• Instruction:
Extract every line in the entries below that contains the string "branch", and copy each such line in full.

════════════════

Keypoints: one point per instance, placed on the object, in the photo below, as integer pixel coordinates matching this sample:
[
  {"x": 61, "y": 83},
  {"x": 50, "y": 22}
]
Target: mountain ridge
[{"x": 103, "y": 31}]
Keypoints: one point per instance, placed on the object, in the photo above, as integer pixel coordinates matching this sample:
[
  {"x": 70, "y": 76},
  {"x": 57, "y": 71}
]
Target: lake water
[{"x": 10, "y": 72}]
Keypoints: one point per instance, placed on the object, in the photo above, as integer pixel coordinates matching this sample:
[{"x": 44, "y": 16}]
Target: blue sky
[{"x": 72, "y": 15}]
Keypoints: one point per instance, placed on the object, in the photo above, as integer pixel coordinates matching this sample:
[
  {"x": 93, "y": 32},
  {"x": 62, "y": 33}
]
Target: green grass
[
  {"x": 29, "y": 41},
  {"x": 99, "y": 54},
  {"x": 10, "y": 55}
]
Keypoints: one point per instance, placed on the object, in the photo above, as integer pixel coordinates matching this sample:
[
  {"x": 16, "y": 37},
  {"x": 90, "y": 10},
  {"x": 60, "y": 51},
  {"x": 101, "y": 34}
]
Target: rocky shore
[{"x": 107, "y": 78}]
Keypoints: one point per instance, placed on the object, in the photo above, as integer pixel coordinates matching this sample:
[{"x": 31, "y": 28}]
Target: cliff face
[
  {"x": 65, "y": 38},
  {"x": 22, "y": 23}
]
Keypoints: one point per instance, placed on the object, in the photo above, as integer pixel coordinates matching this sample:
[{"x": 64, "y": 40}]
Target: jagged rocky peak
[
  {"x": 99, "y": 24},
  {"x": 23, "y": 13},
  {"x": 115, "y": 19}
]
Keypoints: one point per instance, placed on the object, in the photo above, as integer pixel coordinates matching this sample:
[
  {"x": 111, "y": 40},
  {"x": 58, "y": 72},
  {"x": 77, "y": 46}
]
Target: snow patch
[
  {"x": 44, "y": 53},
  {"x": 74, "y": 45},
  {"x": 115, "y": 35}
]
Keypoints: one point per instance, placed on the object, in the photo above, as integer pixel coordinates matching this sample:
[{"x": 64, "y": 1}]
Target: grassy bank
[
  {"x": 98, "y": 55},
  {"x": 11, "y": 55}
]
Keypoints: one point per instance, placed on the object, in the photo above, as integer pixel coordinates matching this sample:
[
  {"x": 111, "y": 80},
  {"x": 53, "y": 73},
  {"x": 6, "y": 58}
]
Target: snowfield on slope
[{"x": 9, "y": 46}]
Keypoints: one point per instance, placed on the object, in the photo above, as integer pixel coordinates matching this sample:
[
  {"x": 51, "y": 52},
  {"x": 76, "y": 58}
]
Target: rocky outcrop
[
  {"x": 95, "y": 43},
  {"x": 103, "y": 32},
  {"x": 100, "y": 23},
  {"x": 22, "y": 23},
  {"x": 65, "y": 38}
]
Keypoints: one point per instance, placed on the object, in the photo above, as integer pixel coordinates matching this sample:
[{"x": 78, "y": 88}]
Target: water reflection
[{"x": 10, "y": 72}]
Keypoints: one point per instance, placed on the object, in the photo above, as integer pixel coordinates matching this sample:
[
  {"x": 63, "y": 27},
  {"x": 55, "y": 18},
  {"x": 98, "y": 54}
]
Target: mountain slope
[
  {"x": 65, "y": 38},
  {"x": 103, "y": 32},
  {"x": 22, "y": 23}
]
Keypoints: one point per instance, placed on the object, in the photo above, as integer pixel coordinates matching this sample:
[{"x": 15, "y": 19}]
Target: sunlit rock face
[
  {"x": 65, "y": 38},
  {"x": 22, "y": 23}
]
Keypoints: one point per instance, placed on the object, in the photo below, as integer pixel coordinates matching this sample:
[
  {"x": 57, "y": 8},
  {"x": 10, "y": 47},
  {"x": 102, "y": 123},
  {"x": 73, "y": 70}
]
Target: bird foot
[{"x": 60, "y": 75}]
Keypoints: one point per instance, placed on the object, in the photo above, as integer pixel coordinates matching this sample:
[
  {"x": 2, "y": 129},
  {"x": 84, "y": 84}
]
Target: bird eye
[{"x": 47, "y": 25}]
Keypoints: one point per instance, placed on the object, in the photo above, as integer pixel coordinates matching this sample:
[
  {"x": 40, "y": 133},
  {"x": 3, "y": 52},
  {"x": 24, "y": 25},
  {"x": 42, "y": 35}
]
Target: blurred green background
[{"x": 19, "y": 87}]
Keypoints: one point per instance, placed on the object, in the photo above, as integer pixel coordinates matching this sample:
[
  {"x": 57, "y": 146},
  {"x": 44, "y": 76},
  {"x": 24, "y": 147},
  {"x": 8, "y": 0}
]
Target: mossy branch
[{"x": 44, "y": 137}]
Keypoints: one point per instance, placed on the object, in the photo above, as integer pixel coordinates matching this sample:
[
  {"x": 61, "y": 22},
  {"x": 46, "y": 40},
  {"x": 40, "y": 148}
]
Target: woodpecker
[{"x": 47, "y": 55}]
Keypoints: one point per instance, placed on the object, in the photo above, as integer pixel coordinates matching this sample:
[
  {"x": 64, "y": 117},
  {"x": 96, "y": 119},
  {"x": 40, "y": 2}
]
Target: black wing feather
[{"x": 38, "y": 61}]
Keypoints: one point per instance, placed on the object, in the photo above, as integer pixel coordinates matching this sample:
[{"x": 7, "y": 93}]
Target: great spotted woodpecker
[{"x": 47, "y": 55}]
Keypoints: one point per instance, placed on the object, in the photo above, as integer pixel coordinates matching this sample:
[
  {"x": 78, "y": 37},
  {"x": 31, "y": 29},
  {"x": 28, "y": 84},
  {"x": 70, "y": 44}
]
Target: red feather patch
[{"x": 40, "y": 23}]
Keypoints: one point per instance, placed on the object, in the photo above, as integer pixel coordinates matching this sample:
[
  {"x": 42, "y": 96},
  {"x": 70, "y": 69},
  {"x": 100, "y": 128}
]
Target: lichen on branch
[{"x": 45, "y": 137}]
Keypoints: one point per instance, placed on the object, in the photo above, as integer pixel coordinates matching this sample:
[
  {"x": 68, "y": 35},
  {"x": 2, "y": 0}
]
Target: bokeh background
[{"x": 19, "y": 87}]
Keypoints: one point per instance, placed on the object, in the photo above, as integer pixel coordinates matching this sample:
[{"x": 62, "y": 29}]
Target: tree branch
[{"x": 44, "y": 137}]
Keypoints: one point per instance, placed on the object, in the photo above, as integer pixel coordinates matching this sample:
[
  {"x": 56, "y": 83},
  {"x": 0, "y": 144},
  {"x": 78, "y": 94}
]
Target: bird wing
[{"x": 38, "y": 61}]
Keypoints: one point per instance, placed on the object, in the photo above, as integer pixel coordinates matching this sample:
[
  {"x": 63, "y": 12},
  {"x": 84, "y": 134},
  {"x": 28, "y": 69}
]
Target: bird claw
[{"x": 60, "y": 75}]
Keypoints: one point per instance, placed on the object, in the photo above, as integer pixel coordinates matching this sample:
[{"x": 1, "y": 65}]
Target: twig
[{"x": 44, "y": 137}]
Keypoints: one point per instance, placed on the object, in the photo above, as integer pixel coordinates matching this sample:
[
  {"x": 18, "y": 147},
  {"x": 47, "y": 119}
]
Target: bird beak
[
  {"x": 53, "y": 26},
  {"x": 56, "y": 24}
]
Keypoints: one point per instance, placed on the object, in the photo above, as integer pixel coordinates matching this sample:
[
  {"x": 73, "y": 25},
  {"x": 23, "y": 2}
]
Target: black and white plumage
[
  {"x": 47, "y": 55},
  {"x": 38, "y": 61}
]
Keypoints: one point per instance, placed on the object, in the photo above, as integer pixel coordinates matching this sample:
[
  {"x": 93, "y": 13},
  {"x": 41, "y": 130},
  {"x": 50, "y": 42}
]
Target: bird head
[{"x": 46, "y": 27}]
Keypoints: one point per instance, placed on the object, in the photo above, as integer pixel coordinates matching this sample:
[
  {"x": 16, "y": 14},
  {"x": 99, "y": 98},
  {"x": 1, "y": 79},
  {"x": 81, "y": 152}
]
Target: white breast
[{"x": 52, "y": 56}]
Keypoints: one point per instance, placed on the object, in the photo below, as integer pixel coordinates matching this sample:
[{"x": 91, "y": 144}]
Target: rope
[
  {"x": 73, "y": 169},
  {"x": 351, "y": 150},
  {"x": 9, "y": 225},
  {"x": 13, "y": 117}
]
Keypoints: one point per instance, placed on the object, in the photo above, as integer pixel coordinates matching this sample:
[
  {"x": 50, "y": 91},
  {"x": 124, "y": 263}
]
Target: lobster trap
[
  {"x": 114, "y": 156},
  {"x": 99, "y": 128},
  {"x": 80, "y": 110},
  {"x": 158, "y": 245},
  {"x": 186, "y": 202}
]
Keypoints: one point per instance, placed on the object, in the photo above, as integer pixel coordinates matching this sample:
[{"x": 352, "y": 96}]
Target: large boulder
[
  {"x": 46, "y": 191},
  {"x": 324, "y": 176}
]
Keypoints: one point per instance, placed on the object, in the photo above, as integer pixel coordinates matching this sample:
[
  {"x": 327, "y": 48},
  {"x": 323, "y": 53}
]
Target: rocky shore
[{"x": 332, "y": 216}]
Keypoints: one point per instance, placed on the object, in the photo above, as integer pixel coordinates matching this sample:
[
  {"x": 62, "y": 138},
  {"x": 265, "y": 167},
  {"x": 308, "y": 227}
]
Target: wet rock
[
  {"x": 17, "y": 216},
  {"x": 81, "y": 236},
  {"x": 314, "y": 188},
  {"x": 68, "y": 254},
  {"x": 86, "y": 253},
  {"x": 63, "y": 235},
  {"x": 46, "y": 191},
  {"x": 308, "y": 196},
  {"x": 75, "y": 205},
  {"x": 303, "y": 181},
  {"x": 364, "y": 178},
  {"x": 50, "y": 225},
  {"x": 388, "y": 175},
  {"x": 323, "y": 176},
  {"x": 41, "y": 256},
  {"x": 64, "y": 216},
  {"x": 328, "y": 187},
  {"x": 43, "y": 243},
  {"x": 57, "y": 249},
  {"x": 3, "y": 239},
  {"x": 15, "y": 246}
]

════════════════

• Complete response:
Target: mossy branch
Target: lichen on branch
Target: tree branch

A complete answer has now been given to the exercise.